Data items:
-------------------------

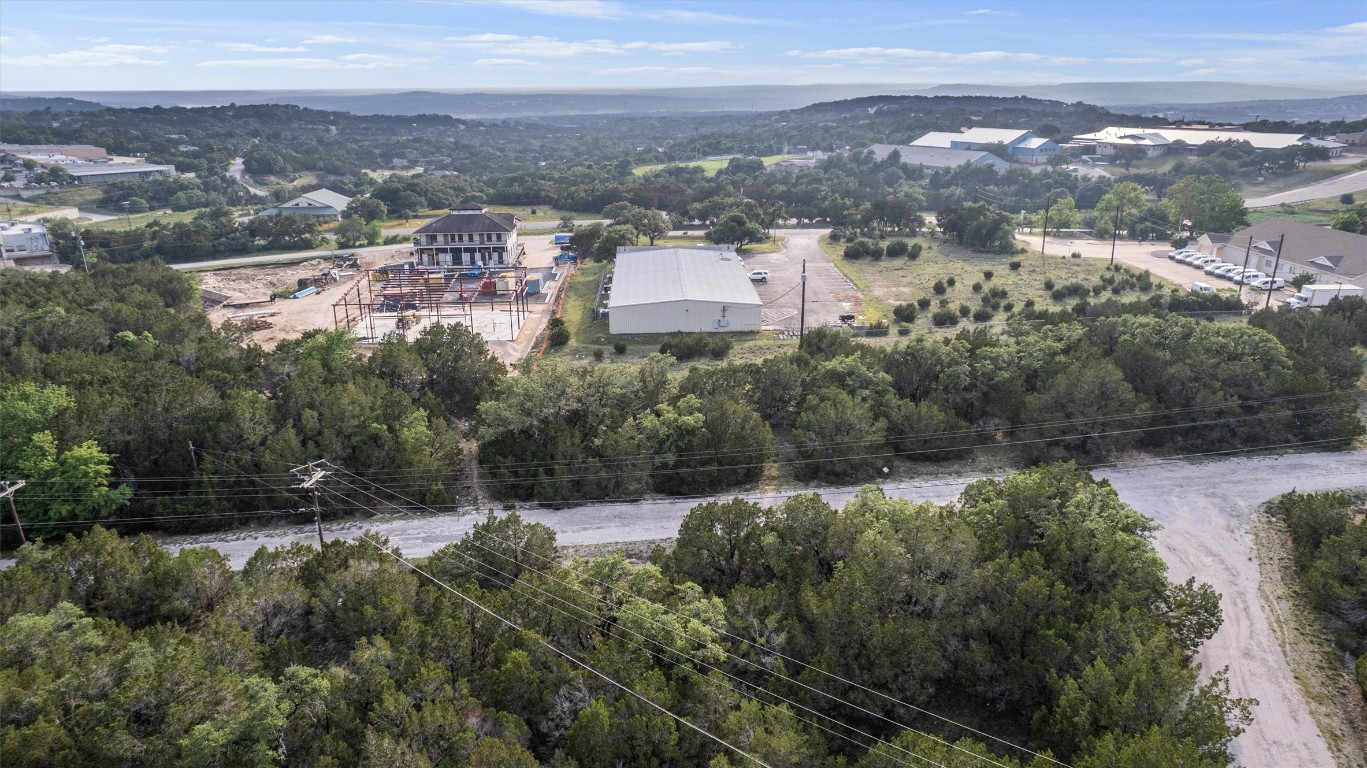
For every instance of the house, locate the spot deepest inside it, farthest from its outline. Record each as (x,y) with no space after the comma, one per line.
(1162,140)
(317,202)
(465,237)
(25,243)
(1329,254)
(662,290)
(1023,146)
(934,159)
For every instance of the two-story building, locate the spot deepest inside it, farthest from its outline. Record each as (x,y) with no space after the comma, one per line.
(465,237)
(1023,146)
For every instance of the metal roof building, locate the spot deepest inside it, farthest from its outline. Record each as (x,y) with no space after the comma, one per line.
(662,290)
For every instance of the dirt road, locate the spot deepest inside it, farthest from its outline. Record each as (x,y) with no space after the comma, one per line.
(1205,509)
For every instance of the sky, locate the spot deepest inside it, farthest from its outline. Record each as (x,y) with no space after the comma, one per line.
(581,44)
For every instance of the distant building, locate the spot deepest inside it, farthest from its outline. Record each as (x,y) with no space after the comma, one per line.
(1330,254)
(1023,146)
(465,237)
(663,290)
(25,243)
(317,202)
(934,159)
(1159,141)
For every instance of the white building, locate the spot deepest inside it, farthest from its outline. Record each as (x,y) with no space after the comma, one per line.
(25,243)
(662,290)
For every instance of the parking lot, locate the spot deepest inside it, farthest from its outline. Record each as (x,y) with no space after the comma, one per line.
(829,293)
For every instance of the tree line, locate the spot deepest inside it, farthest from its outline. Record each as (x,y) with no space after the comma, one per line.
(1034,614)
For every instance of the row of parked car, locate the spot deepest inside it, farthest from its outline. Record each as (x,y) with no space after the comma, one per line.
(1232,272)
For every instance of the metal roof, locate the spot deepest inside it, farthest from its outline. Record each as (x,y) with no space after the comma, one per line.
(659,275)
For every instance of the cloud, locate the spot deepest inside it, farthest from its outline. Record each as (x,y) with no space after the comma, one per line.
(327,40)
(912,53)
(503,63)
(97,56)
(254,48)
(540,47)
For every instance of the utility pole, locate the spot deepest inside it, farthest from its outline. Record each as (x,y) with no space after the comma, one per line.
(1276,265)
(1120,211)
(8,494)
(81,245)
(309,476)
(1046,232)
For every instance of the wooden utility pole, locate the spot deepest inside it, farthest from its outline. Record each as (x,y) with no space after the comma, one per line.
(8,494)
(309,476)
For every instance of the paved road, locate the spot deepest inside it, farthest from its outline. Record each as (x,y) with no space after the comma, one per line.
(1351,182)
(1205,510)
(283,257)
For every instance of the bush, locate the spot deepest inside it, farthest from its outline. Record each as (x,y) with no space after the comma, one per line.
(559,334)
(689,346)
(945,317)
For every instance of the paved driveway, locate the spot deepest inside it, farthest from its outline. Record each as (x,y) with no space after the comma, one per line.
(829,293)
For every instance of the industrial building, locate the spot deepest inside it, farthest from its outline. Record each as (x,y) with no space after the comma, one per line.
(662,290)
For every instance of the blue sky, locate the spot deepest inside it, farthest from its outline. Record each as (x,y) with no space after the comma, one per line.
(573,44)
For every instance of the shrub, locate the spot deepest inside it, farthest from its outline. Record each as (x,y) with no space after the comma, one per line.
(945,316)
(689,346)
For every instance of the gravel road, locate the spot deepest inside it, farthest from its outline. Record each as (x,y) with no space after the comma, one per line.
(1205,510)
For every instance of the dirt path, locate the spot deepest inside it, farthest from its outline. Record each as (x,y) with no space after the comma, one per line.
(1205,509)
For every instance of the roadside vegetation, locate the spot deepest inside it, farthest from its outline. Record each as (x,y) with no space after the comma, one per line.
(349,657)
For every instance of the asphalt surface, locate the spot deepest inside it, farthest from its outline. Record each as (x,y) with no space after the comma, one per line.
(1205,510)
(1334,186)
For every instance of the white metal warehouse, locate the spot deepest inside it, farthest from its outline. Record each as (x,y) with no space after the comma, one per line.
(660,290)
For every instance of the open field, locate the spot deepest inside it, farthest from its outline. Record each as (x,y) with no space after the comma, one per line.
(889,282)
(1314,212)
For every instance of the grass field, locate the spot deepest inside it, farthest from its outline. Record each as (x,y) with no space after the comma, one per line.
(1313,212)
(710,167)
(889,282)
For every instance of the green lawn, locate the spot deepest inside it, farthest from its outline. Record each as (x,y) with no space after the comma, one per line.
(889,282)
(1313,212)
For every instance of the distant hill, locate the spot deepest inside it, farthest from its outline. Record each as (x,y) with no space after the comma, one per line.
(1293,110)
(58,104)
(714,99)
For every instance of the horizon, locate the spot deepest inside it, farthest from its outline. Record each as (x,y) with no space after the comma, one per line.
(585,45)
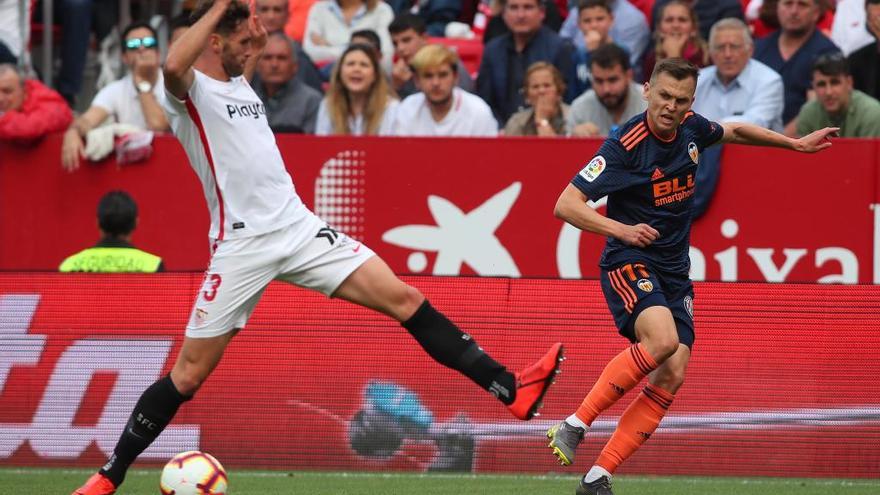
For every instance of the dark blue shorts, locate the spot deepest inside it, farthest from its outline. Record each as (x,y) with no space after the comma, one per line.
(632,287)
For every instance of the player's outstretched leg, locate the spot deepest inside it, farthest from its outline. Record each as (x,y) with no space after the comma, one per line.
(637,423)
(155,409)
(374,285)
(657,330)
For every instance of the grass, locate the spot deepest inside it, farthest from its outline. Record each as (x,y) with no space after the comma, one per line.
(145,482)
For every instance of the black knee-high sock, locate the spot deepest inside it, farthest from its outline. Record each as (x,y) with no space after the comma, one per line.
(451,347)
(152,413)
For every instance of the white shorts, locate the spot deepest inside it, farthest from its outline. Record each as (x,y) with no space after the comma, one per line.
(307,253)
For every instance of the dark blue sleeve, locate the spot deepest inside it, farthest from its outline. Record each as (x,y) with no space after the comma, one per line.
(607,172)
(706,133)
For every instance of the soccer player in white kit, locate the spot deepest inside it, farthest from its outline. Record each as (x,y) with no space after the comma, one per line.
(261,231)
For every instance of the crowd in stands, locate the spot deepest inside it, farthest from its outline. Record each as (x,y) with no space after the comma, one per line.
(548,67)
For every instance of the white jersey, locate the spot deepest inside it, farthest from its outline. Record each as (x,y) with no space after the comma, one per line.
(223,129)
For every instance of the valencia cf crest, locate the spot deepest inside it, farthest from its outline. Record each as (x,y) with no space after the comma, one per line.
(693,152)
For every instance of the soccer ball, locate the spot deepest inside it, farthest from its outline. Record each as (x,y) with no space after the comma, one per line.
(193,473)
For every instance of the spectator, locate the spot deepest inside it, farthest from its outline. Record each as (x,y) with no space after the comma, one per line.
(497,26)
(11,37)
(738,88)
(849,30)
(331,22)
(629,29)
(677,36)
(791,52)
(506,58)
(614,99)
(408,36)
(435,14)
(441,108)
(359,100)
(135,99)
(594,20)
(29,110)
(707,12)
(298,13)
(117,219)
(547,116)
(273,14)
(178,26)
(865,62)
(366,37)
(291,106)
(837,104)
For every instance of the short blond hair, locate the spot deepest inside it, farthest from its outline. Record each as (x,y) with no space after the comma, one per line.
(430,56)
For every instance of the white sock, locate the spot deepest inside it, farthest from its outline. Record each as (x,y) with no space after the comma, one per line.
(595,473)
(573,420)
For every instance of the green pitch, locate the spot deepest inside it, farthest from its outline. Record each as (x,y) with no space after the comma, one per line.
(145,482)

-------------------------

» **Work task**: Although the records above contain pictures, only their text is to be repeated, exactly as given.

» **Answer to the problem**:
For every instance of the house, locate the spot deepest inside it, farthest from its outline. Record each as (x,y) with no space after the comma, one per line.
(1162,140)
(317,202)
(465,237)
(25,243)
(1329,254)
(662,290)
(1023,146)
(934,159)
For every instance of the two-story building, locate the spot deepest inside it, farthest from its outline. Record each as (x,y) with no space after the comma, one per line.
(465,237)
(1023,146)
For every instance of the metal roof building, locate the spot deepest inside it, farthest from its outline. Record each as (x,y) with no space after the comma, one per line.
(662,290)
For every instance of the dirt road, locate the spot deepest inside it, farthest from its outline. Record each as (x,y) with no space after the comma, one per line.
(1205,509)
For every instance of the sky, locate the spot deepest inside it, farthest from its outline. Record each as (x,y) with no space after the comma, one per line.
(581,44)
For every instance of the distant building, locate the spot deepest inside it, farthest from its outline. Record each as (x,y) with no space after the comma, one per line.
(1330,254)
(1023,146)
(465,237)
(663,290)
(25,243)
(317,202)
(934,159)
(1159,141)
For every instance of the white building, locate the spot deepest inside it, farthest from its outline. Record each as (x,y) with no space after the comma, one per line.
(25,243)
(662,290)
For every instance of the parking lot, locate the spot deepest inside it, farthest from its outline. Record each as (x,y) with no space after the comma, one per line.
(829,293)
For every instance of the tree line, locate the spot deepest inside it, farthest from its outline. Record each as (x,y) with no space after the comma, one per line.
(1034,614)
For every instance of the row of parked car, locate the spot deepest inside it, farthest from its outline. Record each as (x,y) with no space after the comma, one per line.
(1232,272)
For every instance of the metal roof, locate the spot deepest inside it, farthest from its outline. Record each as (x,y) with no space after the comma, one per line.
(659,275)
For every instance of the cloud, locate the spot deepest inside it, farthest from its outline. Record each as (x,y) with no space after the comma, one per line.
(327,40)
(912,53)
(503,63)
(97,56)
(254,48)
(540,47)
For every instance of the utility pole, locate the spot deepest inside it, farthest from its outline. Record each as (x,y) with no space after the comma, one per line.
(1276,265)
(1120,211)
(8,494)
(81,245)
(309,476)
(1046,232)
For every instance of the wooden utility pole, locate the spot deepest inside it, farthest from its outline. Record each as (x,y) with no space after the comma, one per line.
(8,494)
(309,476)
For every instance of the paved road, locate the spot deepest inside it, farthest from its outline. Record each as (x,y) with no space after the comma, one per line.
(1351,182)
(1205,510)
(283,257)
For every instance of the bush, locate the spot deepest inside it, farthest from its outline. Record each as (x,y) with no space after the comma, one per line.
(559,334)
(689,346)
(945,317)
For every instance of the paved driveway, locate the spot deepest inside it, farthest from its outline. Record each as (x,y) with no space after the comma, one per line.
(829,293)
For every instance of the industrial building, locate the spot deepest inside it, farthest from its outline. Record each as (x,y) with no space after the comma, one per line.
(662,290)
For every instance of the blue sky, locate the spot deepest inside it, farthest from its outline. Record each as (x,y) with no space after the comma, one per line.
(573,44)
For every instance of the shrub, locate the spot deepest inside it, farthest from its outline. Record each as (x,y) with no space after the comma, one per line.
(945,316)
(689,346)
For every instance of the gravel road, locate the spot deepest inside it, farthest from its outline. Record each as (x,y) with no space after the comma, one per line.
(1205,510)
For every instance of the dirt path, locate the spot deepest inside it, farthest from its outline. Record each as (x,y) with no space after the comma, one per line.
(1205,509)
For every instance of the roadside vegetation, locate the spot deepest inside it, farthest from its outline. Record each as (x,y) with no space after the comma, one per line.
(349,657)
For every instance of the asphalt surface, locate the spot deepest inside it, farthest from its outline. Record each as (x,y) with no space after the comma, one per line.
(1205,510)
(1334,186)
For every instance of the white metal warehouse, locate the spot deepest inside it, farthest from its outline. Record each as (x,y) with no space after the comma, one per line.
(660,290)
For every instance of the open field, locate the spot deepest inside it, farthest from its outline. Record each as (x,y) with no space after the comma, one per line.
(889,282)
(1314,212)
For every instance of the grass field, locate the spot deepest inside it, farthest from its outline. Record each as (x,y) with no space after the comma, one per line.
(1313,212)
(710,167)
(889,282)
For every instance of the green lawn, locate the spot deepest inside it, farthest from its outline. Record each as (x,y) with no space after the comma, one per line.
(889,282)
(1313,212)
For every instance of the distant hill, locate the spot deepest inside it, farthest from its outline. Record each as (x,y) with no space after the comma, one per line.
(1293,110)
(58,104)
(714,99)
For every instance of the horizon, locate the spot deepest inside it, farthest from its outline. Record each as (x,y) with no space after the comma, one per line.
(585,45)
For every instance of the dark blue shorts, locate the spot deepest inside it, farthest from its outline. Record each as (x,y) with no space after the comma, one per line.
(632,287)
For every instance of the player's outstretched leg, locate the spot deepest inside it, farthest from its outline. Record each as (x,y) with no space after the comma, one per line.
(637,423)
(155,409)
(374,285)
(657,330)
For every instance of the grass, locate the spot deepest inside it, farthest from its outline. Record each as (x,y) with no space after the comma, one per line.
(145,482)
For every instance of the black knee-high sock, locate the spot deepest inside it, farthest from its outline. Record each as (x,y) with no space after the comma, one per line.
(451,347)
(152,413)
For every instance of the white shorts, locate the spot deepest inside it, farthest from its outline. Record each as (x,y) with no space after the comma, one per line.
(307,253)
For every instance of the dark blue sleeve, locate the spot deepest inside it, farthest from its outline. Record each as (x,y) with no space after the comma, one per line.
(607,172)
(706,133)
For every instance of the soccer player in white kit, locate the spot deepest inside it, farthest from its outline. Record each as (x,y) with no space after the comma, one per line.
(261,231)
For every instance of the crowd in stands, locate the spot deepest inside it, farthest from its outline. Record each as (x,y) with no space after the comma, one per line.
(548,67)
For every instance of the white jersey, locate the spot deepest inside it, farthest from its outline. Record each as (x,y) with no space after the comma, one per line.
(223,129)
For every instance of the valencia cf crest, locate the spot deepest inside it, farthest from its outline. Record each as (x,y) with no space after the comma, one per line.
(693,152)
For every instance of the soccer ball, locate the spot deepest inside it, farthest from its outline. Record each as (x,y) with no space after the comma, one per line.
(193,473)
For every instance of the spectator, locate the spot deepest inside it, farthest from its outline. Record each as (x,y) with no space after the comma, one per line.
(497,26)
(11,37)
(738,88)
(849,30)
(331,22)
(629,29)
(677,36)
(791,52)
(506,58)
(614,99)
(408,36)
(435,14)
(441,108)
(359,100)
(135,99)
(594,20)
(29,110)
(707,12)
(298,13)
(117,219)
(547,116)
(273,14)
(178,26)
(865,62)
(366,37)
(291,106)
(837,104)
For every instance of the short blond hair, locate the spot deepest inside it, farthest from its outline. Record each as (x,y) with no space after the comma, one per line.
(430,56)
For every instance of the white sock, locate the spot deepest inside it, farthest from its outline. Record each as (x,y) with no space after the comma, one per line.
(595,473)
(573,420)
For every instance of the green pitch, locate the spot deepest inside it, farthest from its outline. Record each as (x,y) with no space after the comma, one per line.
(145,482)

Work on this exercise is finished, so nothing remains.